*Fragmento del texto*:

+ + +

Aunque Biden, Blinken y Sullivan son amigos condicionales de Israel que piensan que han de salvar al Estado judío de sí mismo, los hombres elegidos por el presidente para la segunda línea no son tan afectuosos. Algunos, como la subsecretaria de Estado Wendy Sherman o Robert Malley, enviado especial para Irán, son veteranos de las Administraciones de Clinton y Obama y tienen una visión de la relación bilateral mucho menos favorable. Sherman fue la arquitecta de los desastrosos acuerdos nucleares con Corea del Norte e Irán, y no ha aprendido nada de sus errores. En cuanto a Malley, fue, entre otras cosas, un apologeta del dirigente/terrorista palestino Yaser Arafat y un destacado partidario del acercamiento a Irán.

Igual de problemático es el hecho de que en la burocracia federal haya quienes, como Hady Amr, subsecretario para Asuntos Israelíes y Palestinos del Departamento de Estado, que reflejan las posiciones de las bases demócratas sobre Oriente Medio. Más jóvenes y alineados con la interseccionalidad y la teoría crítica de la raza que imperan en la Academia y el activismo de izquierdas, ven a Israel con un grado de hostilidad ausente en los procesistas de la paz y los diplomáticos con más edad.

No menos importante es la necesidad que tiene Biden de estar en sintonía con los congresistas progresistas con los que se ha alineado en la arena política doméstica. Lejos de plantarse ante la Escuadra izquierdista, con sus miembros antisemitas y pro BDS, Biden prefiere cortejarla. No es tanto una cuestión de afinidad ideológica como, ya digo, de necesidad política. Sabe que la izquierda no sólo representa el futuro de su partido, sino que tiene más energía e influencia en el coro mediático y cultural que los avejentados moderados pro Israel, aun cuando estos sean más numerosos.

Lo anterior significa que cualquier desafío a la Administración por parte de Jerusalén procurará una oportunidad a la izquierda para ser aún más asertiva en sus ataques contra Israel con la excusa de que está defendiendo al presidente.

+ + +

*Registros proporcionados*:
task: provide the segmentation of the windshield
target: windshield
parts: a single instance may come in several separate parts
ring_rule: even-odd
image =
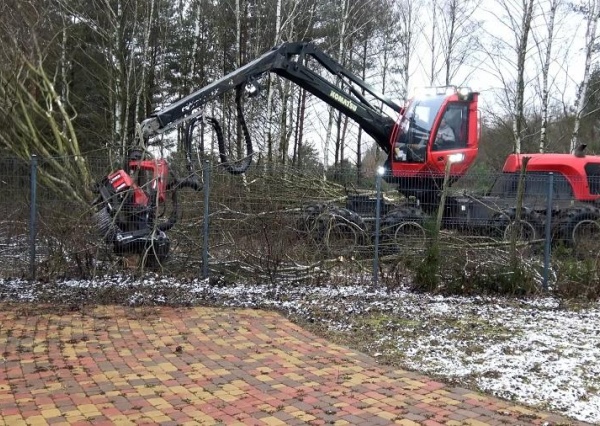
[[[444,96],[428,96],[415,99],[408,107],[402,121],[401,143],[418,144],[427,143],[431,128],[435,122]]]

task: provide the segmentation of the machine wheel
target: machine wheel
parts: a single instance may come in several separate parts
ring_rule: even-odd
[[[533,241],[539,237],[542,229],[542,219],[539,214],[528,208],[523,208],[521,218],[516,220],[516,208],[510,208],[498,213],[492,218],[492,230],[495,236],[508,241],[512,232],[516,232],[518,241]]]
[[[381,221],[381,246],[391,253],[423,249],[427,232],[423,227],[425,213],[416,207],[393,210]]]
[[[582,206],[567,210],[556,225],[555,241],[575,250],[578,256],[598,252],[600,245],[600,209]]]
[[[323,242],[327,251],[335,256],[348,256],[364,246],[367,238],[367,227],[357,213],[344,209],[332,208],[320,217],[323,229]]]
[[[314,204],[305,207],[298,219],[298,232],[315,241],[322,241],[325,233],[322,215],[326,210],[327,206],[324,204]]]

+ + +

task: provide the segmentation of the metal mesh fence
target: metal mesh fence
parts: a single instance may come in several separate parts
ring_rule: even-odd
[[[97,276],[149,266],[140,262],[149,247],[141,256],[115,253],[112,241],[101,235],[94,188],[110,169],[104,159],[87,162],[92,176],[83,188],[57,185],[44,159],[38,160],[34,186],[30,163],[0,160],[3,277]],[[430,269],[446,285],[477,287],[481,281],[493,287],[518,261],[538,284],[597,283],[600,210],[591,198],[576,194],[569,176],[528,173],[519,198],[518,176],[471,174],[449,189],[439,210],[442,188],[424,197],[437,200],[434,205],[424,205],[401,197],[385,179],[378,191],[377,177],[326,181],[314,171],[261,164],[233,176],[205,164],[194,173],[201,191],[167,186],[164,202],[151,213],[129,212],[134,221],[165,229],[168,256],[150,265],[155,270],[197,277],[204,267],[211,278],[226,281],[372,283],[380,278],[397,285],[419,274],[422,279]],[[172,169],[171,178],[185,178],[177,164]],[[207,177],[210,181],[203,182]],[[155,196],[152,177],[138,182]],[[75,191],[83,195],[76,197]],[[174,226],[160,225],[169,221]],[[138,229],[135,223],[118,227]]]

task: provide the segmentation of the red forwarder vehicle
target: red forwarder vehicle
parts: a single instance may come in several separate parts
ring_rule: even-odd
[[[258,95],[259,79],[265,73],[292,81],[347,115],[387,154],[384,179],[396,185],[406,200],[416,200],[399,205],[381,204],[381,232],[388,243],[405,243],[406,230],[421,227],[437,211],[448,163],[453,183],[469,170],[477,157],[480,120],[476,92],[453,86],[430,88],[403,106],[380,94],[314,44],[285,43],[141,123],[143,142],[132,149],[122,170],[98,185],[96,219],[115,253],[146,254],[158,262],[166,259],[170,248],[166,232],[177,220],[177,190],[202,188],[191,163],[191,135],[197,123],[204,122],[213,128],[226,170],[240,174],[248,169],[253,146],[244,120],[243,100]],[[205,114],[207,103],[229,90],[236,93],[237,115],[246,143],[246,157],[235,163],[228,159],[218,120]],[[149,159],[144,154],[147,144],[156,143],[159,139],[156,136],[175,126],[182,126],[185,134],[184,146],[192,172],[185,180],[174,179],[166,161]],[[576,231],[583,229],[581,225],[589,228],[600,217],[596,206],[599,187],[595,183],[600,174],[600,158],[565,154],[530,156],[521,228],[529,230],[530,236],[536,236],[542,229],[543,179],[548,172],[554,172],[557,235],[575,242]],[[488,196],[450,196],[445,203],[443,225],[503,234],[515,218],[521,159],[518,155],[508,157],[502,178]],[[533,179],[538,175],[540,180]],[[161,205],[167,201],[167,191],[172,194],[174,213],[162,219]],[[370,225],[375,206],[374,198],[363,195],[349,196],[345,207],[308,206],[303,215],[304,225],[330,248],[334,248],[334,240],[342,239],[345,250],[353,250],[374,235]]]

+ + +

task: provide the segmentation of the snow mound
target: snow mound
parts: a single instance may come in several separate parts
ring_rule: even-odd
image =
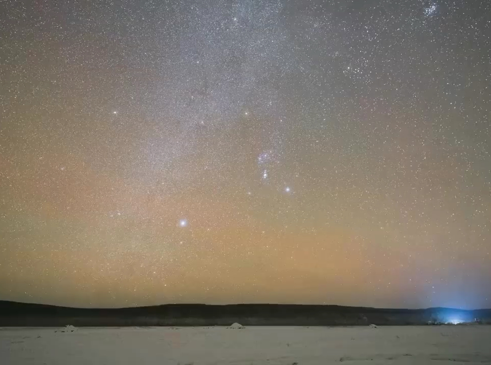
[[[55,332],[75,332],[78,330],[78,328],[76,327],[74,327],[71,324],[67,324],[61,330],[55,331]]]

+ + +

*Tareas por realizar*:
(1) ¿Qué cargo ocupa Robert Malley, según el fragmento sobre la Administración Biden e Israel?
(2) Transcriba sin cambios la parte del fragmento sobre la Administración Biden e Israel que se abre con las palabras "Lo anterior significa" y se cierra con "defendiendo al presidente.".

*Respuestas*:
(1) Es enviado especial para Irán.

(2)
Lo anterior significa que cualquier desafío a la Administración por parte de Jerusalén procurará una oportunidad a la izquierda para ser aún más asertiva en sus ataques contra Israel con la excusa de que está defendiendo al presidente.